Update the lines starting with the one containing "Could you please mark the yellow-green" and running through the end of the entries, both included, by changing every "photograph" to "image" and keeping everything else the same. Leave the pictures out of your answer.

─── RECORDS PROVIDED

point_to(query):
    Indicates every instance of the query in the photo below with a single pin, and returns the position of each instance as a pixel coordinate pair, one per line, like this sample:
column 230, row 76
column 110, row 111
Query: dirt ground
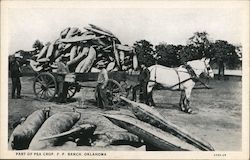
column 217, row 117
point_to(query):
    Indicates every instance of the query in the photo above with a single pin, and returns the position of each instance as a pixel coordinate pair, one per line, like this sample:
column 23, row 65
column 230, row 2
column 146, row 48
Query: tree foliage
column 168, row 54
column 222, row 51
column 145, row 52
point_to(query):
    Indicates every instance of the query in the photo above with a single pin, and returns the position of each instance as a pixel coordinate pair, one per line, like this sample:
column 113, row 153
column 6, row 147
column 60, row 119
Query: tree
column 38, row 45
column 169, row 55
column 188, row 53
column 225, row 54
column 200, row 42
column 145, row 52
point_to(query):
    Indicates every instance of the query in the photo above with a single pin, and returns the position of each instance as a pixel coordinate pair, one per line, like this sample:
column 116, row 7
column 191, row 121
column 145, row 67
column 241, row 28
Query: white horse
column 178, row 79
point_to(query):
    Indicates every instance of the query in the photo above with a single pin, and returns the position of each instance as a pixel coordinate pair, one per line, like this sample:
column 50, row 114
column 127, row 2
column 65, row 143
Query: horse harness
column 190, row 71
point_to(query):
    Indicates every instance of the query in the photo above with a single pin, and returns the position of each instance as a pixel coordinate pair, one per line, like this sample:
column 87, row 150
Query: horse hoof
column 189, row 110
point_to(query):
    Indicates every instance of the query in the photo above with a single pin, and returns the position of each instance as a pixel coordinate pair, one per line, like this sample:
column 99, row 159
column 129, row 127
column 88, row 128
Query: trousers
column 16, row 86
column 101, row 96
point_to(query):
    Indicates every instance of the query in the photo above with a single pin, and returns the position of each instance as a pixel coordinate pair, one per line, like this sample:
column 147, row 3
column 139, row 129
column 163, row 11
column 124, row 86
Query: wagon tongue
column 150, row 115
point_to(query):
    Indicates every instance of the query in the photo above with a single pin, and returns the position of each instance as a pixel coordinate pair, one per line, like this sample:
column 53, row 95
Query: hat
column 101, row 64
column 18, row 55
column 64, row 57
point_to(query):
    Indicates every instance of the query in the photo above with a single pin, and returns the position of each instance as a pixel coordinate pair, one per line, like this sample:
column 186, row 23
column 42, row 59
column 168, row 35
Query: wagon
column 45, row 84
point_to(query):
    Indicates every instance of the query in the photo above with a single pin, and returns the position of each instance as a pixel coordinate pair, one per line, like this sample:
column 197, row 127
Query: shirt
column 14, row 67
column 144, row 75
column 102, row 76
column 62, row 68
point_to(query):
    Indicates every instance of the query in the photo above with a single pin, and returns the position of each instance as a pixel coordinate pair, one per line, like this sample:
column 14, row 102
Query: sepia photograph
column 125, row 80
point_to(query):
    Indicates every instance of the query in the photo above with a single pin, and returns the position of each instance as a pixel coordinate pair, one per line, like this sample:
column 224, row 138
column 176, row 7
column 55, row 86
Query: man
column 62, row 70
column 15, row 74
column 143, row 79
column 101, row 93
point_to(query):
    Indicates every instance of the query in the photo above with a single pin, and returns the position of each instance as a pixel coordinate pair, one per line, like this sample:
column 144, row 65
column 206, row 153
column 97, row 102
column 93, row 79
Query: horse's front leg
column 187, row 100
column 182, row 99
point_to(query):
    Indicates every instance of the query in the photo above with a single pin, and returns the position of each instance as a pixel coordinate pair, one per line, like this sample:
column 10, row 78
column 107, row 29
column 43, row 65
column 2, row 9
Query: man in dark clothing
column 101, row 93
column 15, row 75
column 143, row 79
column 62, row 70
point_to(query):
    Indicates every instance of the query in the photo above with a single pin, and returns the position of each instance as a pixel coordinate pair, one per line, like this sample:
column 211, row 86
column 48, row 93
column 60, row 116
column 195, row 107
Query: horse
column 182, row 78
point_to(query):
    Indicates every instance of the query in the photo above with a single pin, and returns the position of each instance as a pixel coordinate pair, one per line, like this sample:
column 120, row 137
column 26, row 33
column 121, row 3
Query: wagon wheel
column 114, row 91
column 45, row 86
column 72, row 89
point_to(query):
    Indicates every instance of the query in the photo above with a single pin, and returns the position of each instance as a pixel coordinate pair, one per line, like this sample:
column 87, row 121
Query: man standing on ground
column 62, row 70
column 101, row 93
column 143, row 79
column 15, row 75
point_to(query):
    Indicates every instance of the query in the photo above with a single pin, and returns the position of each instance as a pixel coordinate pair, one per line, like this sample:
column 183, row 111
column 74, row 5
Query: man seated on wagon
column 62, row 70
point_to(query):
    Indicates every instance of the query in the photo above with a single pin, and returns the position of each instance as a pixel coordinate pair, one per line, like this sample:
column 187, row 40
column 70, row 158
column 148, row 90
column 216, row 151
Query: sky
column 170, row 25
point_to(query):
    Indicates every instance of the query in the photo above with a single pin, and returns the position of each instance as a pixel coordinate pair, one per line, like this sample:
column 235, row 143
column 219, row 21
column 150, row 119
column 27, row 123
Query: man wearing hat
column 102, row 81
column 15, row 74
column 62, row 70
column 143, row 79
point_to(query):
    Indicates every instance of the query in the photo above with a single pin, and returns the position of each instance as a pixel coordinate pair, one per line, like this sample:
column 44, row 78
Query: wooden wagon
column 45, row 84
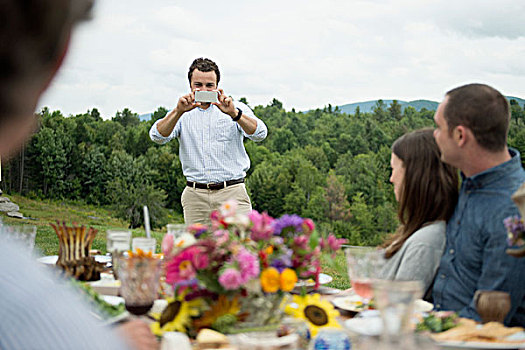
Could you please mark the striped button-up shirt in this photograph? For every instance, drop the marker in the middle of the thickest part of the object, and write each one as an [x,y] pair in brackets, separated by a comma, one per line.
[211,145]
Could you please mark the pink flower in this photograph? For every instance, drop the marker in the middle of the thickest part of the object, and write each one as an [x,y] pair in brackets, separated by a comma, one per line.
[332,243]
[221,236]
[182,266]
[301,242]
[167,245]
[200,261]
[230,279]
[248,263]
[262,228]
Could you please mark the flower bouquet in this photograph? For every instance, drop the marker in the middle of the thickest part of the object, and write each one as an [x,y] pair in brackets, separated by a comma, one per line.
[237,272]
[515,225]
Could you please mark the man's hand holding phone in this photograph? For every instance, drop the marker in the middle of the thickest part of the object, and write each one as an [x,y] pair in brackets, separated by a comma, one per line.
[186,103]
[226,104]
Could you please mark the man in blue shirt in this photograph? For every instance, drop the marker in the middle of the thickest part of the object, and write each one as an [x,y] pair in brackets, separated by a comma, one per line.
[471,131]
[211,149]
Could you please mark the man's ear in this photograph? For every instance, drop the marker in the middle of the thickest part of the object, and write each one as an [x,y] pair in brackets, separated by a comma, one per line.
[461,135]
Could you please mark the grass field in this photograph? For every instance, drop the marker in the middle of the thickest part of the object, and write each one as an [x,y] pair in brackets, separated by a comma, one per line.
[42,213]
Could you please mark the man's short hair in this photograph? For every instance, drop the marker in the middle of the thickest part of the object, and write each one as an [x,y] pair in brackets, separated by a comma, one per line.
[482,109]
[33,35]
[204,65]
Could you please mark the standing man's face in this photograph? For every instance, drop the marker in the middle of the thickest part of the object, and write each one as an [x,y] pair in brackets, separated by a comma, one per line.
[443,137]
[203,81]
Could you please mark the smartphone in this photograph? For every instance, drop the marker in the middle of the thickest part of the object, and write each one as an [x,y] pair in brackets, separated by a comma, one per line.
[206,96]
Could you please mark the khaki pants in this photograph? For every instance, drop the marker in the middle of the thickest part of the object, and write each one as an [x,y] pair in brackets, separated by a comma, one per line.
[199,203]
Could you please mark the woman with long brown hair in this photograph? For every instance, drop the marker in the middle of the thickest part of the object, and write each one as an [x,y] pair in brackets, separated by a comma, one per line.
[427,192]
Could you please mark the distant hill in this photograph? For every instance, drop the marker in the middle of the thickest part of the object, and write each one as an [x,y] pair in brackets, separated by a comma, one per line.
[368,106]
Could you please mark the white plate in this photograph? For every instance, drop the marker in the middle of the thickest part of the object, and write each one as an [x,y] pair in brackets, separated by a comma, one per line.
[422,306]
[112,299]
[52,259]
[368,326]
[352,303]
[323,279]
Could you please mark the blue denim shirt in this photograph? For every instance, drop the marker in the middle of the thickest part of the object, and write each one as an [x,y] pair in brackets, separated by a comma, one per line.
[474,256]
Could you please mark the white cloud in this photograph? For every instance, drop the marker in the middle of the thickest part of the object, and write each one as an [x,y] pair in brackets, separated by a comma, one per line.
[307,54]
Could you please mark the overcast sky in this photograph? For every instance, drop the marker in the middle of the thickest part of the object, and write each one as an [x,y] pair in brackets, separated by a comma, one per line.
[307,54]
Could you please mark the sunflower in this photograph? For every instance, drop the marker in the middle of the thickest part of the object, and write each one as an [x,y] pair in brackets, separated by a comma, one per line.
[176,316]
[316,312]
[222,314]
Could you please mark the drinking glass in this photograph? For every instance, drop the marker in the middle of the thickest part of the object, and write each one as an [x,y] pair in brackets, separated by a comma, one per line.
[145,244]
[139,277]
[176,229]
[117,242]
[23,235]
[395,302]
[364,266]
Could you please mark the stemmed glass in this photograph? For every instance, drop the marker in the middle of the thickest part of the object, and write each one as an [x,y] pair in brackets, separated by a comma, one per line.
[395,302]
[364,266]
[139,276]
[176,229]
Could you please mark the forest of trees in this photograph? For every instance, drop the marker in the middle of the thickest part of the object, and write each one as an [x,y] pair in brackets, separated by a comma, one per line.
[323,164]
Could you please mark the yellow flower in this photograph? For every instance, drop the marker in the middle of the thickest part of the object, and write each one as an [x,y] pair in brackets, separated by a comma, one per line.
[222,307]
[316,312]
[288,280]
[270,280]
[177,315]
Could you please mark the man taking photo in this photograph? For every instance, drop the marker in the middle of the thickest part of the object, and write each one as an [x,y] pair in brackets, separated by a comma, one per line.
[211,130]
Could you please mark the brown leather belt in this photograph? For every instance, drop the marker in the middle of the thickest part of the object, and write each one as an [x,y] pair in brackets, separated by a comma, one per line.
[214,186]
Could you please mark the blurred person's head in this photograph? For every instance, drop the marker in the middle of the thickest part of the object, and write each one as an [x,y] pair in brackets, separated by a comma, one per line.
[475,109]
[425,187]
[34,36]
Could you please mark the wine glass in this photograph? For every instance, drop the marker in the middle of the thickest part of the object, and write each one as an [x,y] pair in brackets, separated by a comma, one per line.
[176,229]
[139,278]
[364,266]
[395,302]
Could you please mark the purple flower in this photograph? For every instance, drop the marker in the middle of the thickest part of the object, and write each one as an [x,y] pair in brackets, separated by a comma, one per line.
[230,279]
[284,261]
[288,223]
[248,263]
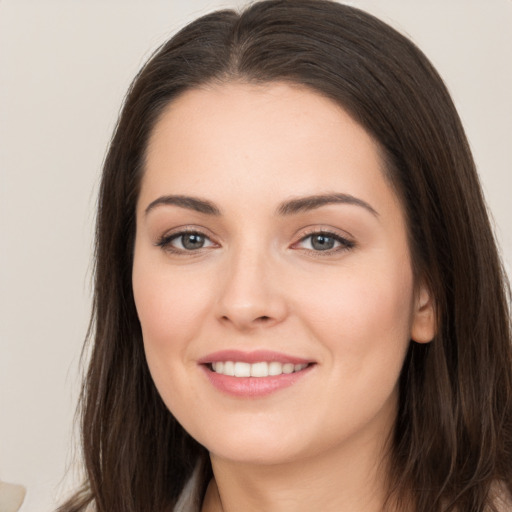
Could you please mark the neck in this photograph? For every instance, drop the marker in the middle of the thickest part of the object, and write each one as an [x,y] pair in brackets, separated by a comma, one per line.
[347,478]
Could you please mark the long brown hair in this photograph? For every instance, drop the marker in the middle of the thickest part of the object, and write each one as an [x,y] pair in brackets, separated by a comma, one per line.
[453,435]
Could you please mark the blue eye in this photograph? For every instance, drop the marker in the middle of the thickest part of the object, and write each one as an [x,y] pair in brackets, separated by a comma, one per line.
[185,242]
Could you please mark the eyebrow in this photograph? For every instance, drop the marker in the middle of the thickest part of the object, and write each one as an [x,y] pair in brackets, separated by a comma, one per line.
[289,207]
[188,202]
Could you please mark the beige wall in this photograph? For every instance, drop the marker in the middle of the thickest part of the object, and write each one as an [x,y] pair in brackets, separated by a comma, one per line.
[64,67]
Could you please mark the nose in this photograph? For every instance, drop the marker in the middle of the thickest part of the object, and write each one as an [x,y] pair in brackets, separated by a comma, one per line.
[251,293]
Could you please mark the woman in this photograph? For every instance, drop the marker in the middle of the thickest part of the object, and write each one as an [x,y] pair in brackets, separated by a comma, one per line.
[298,298]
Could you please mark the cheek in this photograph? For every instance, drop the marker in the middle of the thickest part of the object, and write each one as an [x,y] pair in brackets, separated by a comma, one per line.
[363,315]
[170,306]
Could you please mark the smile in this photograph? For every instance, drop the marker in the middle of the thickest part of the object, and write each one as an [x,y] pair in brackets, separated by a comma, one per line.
[250,375]
[259,369]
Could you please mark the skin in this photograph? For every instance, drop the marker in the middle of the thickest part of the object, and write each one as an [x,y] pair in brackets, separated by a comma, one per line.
[258,283]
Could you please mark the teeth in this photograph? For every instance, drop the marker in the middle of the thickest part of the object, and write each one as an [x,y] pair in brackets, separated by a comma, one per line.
[261,369]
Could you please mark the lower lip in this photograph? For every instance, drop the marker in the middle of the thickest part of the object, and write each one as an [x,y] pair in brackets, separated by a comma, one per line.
[254,387]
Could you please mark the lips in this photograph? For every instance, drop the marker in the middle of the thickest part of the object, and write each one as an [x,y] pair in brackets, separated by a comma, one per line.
[253,374]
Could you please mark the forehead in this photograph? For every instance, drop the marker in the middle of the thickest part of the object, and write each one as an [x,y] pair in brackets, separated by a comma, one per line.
[260,140]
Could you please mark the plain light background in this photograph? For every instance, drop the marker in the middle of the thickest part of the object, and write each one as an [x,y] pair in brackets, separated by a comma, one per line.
[64,69]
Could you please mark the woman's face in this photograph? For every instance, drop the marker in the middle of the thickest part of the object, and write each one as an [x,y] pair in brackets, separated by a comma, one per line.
[269,241]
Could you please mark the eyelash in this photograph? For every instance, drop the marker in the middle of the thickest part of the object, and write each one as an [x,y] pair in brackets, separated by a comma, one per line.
[165,242]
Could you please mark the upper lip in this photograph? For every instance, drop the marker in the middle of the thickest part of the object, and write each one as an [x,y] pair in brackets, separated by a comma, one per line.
[255,356]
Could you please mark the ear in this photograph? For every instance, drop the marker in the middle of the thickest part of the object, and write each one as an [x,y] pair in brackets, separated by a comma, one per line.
[423,327]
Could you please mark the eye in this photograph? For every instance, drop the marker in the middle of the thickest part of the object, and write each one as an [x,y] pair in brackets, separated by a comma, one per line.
[188,241]
[323,241]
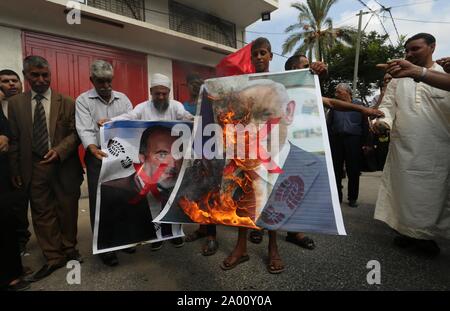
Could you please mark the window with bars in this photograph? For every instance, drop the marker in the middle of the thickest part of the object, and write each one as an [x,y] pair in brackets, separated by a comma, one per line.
[192,22]
[130,8]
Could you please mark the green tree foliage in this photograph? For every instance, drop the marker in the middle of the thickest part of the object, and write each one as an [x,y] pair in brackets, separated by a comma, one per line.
[374,50]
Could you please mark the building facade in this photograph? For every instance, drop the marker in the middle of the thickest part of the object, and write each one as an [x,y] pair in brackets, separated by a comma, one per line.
[139,37]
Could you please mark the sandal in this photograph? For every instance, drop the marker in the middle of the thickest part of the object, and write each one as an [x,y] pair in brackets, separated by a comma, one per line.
[271,267]
[197,234]
[210,247]
[235,261]
[256,236]
[305,242]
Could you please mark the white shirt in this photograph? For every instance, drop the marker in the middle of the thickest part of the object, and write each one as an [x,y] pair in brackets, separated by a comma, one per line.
[46,103]
[264,184]
[147,111]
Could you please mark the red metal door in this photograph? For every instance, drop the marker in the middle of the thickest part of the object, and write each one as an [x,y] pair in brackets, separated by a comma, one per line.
[180,70]
[70,60]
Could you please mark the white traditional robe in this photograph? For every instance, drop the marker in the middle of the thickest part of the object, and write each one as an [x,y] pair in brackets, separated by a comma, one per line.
[414,197]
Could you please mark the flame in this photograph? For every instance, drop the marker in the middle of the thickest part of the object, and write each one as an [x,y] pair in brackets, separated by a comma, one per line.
[219,206]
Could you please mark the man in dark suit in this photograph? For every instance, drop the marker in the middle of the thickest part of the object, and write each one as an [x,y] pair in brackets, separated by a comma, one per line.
[44,163]
[127,203]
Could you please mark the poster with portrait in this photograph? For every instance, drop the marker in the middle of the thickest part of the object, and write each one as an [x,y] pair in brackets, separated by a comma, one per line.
[261,157]
[136,179]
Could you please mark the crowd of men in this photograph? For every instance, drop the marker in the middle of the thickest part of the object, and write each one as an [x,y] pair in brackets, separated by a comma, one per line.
[40,131]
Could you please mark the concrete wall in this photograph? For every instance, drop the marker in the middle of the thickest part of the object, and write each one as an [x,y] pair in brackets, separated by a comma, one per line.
[11,49]
[161,65]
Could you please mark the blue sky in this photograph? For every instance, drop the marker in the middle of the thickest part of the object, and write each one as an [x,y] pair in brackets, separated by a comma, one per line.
[344,13]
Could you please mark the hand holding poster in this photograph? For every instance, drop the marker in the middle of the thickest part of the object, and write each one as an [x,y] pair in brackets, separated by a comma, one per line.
[135,182]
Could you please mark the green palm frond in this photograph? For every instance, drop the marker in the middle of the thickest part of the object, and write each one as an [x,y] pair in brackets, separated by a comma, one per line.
[314,30]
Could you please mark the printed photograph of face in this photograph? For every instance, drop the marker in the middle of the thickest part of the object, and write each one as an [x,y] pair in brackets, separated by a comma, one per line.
[155,151]
[136,179]
[295,194]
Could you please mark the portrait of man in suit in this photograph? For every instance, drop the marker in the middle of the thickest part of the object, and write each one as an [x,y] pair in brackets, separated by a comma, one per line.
[299,196]
[128,205]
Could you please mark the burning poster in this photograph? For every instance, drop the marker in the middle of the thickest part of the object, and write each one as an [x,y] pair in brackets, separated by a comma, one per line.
[135,182]
[260,157]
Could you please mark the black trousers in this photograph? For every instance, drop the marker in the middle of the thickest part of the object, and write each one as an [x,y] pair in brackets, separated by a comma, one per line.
[347,149]
[10,260]
[93,167]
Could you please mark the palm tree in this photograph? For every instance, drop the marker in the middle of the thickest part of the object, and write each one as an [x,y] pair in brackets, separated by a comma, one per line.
[316,30]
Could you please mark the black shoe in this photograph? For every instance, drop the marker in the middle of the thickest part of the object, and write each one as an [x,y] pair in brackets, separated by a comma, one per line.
[156,246]
[177,242]
[74,255]
[19,286]
[352,203]
[129,250]
[45,271]
[109,259]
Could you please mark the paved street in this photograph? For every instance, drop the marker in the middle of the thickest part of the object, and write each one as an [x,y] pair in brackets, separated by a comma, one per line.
[337,263]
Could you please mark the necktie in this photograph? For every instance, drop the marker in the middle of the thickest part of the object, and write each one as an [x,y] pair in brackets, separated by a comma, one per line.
[40,132]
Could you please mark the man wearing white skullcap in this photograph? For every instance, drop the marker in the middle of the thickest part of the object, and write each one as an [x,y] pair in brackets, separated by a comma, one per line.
[160,107]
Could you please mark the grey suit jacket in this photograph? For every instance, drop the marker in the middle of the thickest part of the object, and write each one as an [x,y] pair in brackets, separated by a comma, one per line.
[63,136]
[301,198]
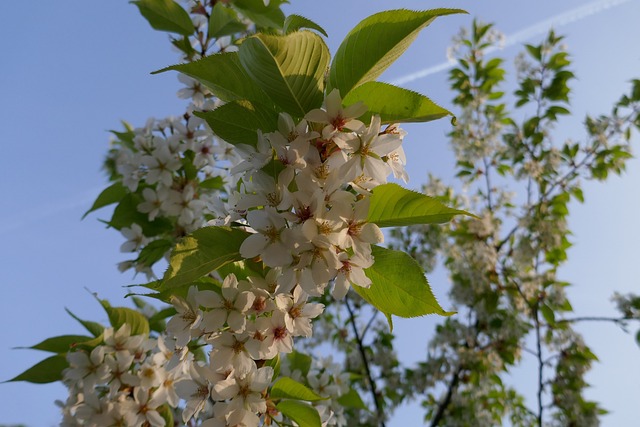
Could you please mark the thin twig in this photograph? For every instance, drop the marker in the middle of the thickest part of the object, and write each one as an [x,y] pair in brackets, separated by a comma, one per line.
[453,384]
[365,362]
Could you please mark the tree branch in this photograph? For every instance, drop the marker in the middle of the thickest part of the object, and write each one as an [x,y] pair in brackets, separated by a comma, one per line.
[453,384]
[365,362]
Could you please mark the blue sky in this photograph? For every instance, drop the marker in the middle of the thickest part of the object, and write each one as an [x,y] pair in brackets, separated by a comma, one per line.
[72,70]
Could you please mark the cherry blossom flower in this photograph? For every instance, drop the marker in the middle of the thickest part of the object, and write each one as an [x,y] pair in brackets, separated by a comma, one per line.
[230,307]
[297,312]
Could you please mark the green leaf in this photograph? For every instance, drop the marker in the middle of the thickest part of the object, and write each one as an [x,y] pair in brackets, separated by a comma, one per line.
[94,328]
[214,183]
[157,321]
[399,286]
[375,43]
[289,388]
[352,399]
[224,22]
[118,316]
[290,68]
[47,371]
[127,213]
[394,104]
[275,364]
[267,16]
[548,314]
[154,251]
[303,414]
[61,344]
[166,413]
[202,252]
[238,122]
[393,206]
[296,22]
[112,194]
[224,76]
[166,15]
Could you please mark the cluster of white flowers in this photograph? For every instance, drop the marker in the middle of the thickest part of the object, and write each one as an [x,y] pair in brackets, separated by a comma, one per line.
[126,380]
[309,219]
[169,165]
[245,325]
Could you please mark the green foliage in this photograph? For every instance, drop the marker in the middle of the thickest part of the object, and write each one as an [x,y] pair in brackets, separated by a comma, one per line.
[393,206]
[394,104]
[303,414]
[224,76]
[289,68]
[238,122]
[200,253]
[166,15]
[375,43]
[296,22]
[265,16]
[118,316]
[153,252]
[94,328]
[60,344]
[352,399]
[288,388]
[224,21]
[47,371]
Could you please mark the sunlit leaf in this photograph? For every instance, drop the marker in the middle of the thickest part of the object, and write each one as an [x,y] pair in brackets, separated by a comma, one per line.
[47,371]
[394,104]
[393,206]
[399,286]
[289,68]
[238,122]
[224,76]
[375,43]
[112,194]
[60,344]
[202,252]
[289,388]
[297,22]
[302,413]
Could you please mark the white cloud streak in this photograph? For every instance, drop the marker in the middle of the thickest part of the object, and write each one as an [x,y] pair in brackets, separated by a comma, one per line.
[525,34]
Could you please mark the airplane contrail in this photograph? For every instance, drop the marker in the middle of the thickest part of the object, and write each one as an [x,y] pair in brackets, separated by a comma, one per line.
[537,29]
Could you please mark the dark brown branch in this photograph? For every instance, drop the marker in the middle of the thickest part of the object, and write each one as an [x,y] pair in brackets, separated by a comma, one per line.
[365,362]
[442,407]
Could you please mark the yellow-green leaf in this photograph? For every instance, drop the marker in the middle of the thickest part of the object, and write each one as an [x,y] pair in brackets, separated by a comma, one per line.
[394,206]
[289,68]
[375,43]
[399,286]
[394,104]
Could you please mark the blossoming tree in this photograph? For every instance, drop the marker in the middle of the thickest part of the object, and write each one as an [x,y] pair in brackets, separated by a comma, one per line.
[265,195]
[266,198]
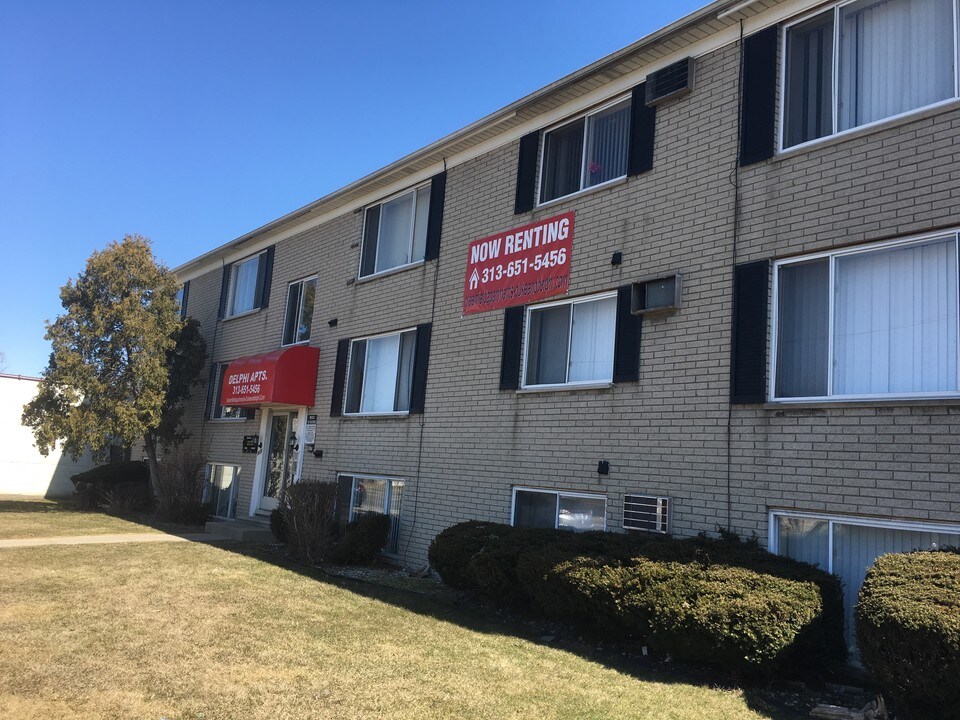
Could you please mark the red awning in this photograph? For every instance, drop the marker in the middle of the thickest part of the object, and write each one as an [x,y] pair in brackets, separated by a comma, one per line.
[281,377]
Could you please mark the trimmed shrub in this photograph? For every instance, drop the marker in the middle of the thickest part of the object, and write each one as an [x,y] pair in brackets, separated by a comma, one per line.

──────

TASK ANSWER:
Could you please mark the yellow-green leaf in this image? For every instance, drop the marker in the middle of the thickest part of the object, and write each one as an [x,y] pair in brackets, separated by a comma, one per line.
[394,206]
[289,68]
[375,43]
[399,286]
[394,104]
Could you please mark the blossoming tree in this image? For every instance, drop the marker in the middle of the thickest part of the object, and write each one as an [x,y] pair in brackets, separated by a comma, one per line.
[265,195]
[266,198]
Could you please mark the red awning in this image? For every instance, drop the marker in the middle of the thickest part of the object, and write each one as an [x,y] pair in brackets, separated by a comma, one per line.
[281,377]
Could you please mark the trimmed shrub in this image? For every instance, drop the marker in the middle of the thickest part of the object, and write each one as an [x,y] pair in brackets, separated by a comma, one per line.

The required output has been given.